# Directions for this task
In the material below, find all lines with the string "uniform" and copy them.

##############################

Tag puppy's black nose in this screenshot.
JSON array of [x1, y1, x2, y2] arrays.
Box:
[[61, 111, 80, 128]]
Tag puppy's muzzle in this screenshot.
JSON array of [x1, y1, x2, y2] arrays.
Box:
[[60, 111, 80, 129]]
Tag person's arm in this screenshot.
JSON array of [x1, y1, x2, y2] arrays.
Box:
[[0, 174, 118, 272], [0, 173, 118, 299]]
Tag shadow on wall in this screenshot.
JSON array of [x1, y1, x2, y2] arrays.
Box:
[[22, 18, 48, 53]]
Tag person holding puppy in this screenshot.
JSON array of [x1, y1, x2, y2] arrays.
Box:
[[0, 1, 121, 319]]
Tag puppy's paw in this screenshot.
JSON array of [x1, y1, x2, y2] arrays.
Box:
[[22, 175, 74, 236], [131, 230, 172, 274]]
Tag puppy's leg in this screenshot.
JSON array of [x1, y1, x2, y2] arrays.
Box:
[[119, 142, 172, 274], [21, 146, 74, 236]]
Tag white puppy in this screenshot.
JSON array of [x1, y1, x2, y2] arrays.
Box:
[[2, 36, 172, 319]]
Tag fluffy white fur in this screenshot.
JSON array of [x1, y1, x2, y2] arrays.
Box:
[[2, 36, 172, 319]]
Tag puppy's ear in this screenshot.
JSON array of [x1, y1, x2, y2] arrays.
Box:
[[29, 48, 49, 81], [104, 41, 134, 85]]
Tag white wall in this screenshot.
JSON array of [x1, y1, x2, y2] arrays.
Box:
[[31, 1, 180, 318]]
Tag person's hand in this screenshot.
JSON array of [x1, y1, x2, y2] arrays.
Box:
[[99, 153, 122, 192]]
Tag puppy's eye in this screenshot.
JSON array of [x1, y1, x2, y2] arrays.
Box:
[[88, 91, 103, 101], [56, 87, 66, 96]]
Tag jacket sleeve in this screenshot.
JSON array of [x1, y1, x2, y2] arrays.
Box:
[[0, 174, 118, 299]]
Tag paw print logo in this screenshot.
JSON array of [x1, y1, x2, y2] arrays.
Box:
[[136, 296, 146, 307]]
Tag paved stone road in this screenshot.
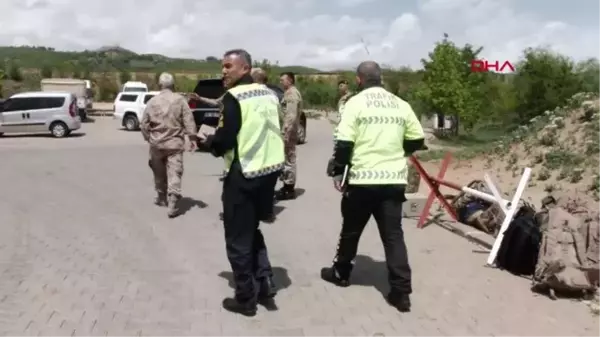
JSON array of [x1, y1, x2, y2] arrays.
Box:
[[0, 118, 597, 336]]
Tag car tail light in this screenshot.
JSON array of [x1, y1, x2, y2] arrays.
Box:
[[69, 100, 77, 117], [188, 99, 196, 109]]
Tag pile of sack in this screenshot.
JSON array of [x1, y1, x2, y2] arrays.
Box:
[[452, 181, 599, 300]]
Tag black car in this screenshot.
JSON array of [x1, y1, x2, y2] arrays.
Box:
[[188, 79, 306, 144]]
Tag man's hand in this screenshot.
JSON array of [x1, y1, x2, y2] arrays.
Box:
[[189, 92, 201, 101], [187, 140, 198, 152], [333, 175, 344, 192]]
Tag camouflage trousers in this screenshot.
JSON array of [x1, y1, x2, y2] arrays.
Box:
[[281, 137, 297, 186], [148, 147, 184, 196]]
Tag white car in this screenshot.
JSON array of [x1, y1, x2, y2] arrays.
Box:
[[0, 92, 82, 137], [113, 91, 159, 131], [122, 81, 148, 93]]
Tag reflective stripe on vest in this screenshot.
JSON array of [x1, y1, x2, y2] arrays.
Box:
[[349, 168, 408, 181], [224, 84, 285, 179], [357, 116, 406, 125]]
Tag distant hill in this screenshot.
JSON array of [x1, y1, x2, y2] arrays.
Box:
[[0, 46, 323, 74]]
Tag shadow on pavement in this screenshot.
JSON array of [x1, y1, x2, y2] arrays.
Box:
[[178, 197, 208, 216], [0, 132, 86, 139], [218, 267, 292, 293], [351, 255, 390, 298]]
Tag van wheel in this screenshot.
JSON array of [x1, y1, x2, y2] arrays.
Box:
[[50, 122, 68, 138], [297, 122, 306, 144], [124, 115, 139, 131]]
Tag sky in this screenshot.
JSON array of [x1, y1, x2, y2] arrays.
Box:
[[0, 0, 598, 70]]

##############################

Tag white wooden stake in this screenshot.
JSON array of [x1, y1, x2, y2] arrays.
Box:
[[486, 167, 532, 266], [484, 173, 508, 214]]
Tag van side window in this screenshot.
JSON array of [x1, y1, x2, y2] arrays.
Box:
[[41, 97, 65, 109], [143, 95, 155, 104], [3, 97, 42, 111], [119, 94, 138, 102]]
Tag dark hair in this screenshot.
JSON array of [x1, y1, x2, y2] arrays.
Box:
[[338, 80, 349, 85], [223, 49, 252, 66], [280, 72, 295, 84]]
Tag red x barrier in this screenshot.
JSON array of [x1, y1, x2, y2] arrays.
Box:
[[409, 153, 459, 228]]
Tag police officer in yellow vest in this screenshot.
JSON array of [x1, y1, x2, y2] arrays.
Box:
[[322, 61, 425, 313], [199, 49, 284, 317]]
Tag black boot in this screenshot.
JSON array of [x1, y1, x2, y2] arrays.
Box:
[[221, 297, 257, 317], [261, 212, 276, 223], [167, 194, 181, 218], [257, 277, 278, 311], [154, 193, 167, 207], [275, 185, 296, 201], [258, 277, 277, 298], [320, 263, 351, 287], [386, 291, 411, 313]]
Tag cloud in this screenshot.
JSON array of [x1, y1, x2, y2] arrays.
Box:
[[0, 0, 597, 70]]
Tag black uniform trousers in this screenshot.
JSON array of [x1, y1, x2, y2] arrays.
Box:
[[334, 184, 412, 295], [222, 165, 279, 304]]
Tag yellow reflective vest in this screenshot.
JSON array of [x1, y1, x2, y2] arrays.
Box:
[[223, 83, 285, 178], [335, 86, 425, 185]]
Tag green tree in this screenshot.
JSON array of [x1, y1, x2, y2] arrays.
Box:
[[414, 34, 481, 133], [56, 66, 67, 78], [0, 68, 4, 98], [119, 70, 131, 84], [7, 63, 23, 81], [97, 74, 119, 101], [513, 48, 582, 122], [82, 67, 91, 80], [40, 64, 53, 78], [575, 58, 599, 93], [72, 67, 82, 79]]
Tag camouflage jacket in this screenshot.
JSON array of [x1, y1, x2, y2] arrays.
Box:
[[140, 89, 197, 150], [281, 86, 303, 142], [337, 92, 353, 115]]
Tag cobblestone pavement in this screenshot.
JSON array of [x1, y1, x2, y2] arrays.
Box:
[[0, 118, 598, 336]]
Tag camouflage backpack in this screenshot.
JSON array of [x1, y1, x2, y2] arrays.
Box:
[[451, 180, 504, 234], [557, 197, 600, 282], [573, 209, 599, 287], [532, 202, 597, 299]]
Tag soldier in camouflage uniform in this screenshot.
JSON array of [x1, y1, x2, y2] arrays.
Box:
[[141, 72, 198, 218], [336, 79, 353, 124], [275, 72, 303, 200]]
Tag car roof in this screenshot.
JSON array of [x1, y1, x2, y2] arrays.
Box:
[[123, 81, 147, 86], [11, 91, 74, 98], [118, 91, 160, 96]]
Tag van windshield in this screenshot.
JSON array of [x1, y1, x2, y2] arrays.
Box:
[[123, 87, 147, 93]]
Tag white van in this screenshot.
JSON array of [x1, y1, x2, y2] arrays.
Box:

##############################

# Your solution
Tag black uniform trousers in this screenshot.
Tag soldier in camouflage uniform in this screenshot.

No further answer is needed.